Task: Print the lines word for word, from the start of the lines through the line that contains "point(666, 80)".
[Start of Data provided]
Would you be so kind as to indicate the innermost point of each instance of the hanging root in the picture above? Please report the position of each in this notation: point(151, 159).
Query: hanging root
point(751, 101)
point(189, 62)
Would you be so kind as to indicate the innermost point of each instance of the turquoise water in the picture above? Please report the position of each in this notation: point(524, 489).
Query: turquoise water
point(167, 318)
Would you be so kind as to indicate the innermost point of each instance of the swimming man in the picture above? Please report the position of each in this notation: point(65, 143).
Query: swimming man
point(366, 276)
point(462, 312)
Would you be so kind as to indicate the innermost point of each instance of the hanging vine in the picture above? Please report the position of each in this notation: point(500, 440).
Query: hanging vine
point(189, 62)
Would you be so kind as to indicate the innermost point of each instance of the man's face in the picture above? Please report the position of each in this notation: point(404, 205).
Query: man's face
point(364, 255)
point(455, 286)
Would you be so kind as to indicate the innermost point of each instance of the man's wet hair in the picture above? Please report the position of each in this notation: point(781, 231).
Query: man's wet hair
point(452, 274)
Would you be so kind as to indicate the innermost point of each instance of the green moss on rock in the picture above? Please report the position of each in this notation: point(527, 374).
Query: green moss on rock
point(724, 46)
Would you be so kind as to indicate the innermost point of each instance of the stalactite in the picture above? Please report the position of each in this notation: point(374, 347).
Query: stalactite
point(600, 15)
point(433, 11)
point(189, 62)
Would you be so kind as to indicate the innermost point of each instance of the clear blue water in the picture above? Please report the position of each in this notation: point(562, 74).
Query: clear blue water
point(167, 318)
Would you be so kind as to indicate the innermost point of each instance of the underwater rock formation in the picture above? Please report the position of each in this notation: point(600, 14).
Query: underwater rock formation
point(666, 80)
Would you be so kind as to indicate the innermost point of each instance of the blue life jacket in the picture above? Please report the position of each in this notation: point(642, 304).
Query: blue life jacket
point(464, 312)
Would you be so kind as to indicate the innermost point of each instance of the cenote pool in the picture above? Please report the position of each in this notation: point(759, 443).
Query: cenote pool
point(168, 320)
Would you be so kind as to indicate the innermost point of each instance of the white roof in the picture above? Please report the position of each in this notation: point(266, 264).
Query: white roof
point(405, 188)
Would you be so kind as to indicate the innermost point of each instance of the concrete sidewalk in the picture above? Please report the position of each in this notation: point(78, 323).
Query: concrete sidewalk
[End of Data provided]
Written solution:
Would you be so kind as to indicate the innermost point of each instance of the hanging root in the picture above? Please report the position of each in this notation: point(151, 159).
Query: hanging root
point(751, 101)
point(189, 62)
Would you be so kind as to indicate the innermost point of each instance of the turquoise water in the picture above? Please report the position of each in this notation: point(524, 489).
Query: turquoise water
point(167, 318)
Would you be so kind as to indicate the innermost point of each instance of the swimming man in the picture above? Please report the position of each in this notation: point(65, 143).
Query: swimming man
point(366, 276)
point(462, 312)
Would you be so kind as to indicate the innermost point of each instance of the hanging vine in the picture above? Please report the position of each in this notation: point(500, 440).
Query: hanging vine
point(189, 62)
Would you be so kind as to indicate the innermost point of each instance of the man's face in the picture above? Please report the position of each in this notation: point(404, 205).
Query: man's face
point(364, 255)
point(455, 286)
Would you be so kind as to indicate the innermost point of each instance of the man's wet hair in the picture above? Please report the position of each in this notation: point(781, 231).
Query: man's wet hair
point(452, 274)
Would you be so kind as to indicate the innermost point of each instance of the green moss on rock in the picture above? Please report the position of each in this notation: point(527, 374).
Query: green moss on rock
point(724, 46)
Would you be so kind as to indicate the innermost point of each instance of the stalactite in the picture above? Please report the position of each in this notation: point(374, 347).
Query: stalactite
point(600, 15)
point(433, 11)
point(189, 62)
Would you be so kind as to indicate the innermost point of each instance of the clear blue water in the picture above? Please report the position of each in this notation: point(562, 74).
Query: clear blue water
point(167, 318)
Would you be so kind as to indicate the innermost point of each instance of the underwater rock formation in the picture above? Please report the position of each in this notation: point(600, 14).
Query: underwater rock formation
point(666, 80)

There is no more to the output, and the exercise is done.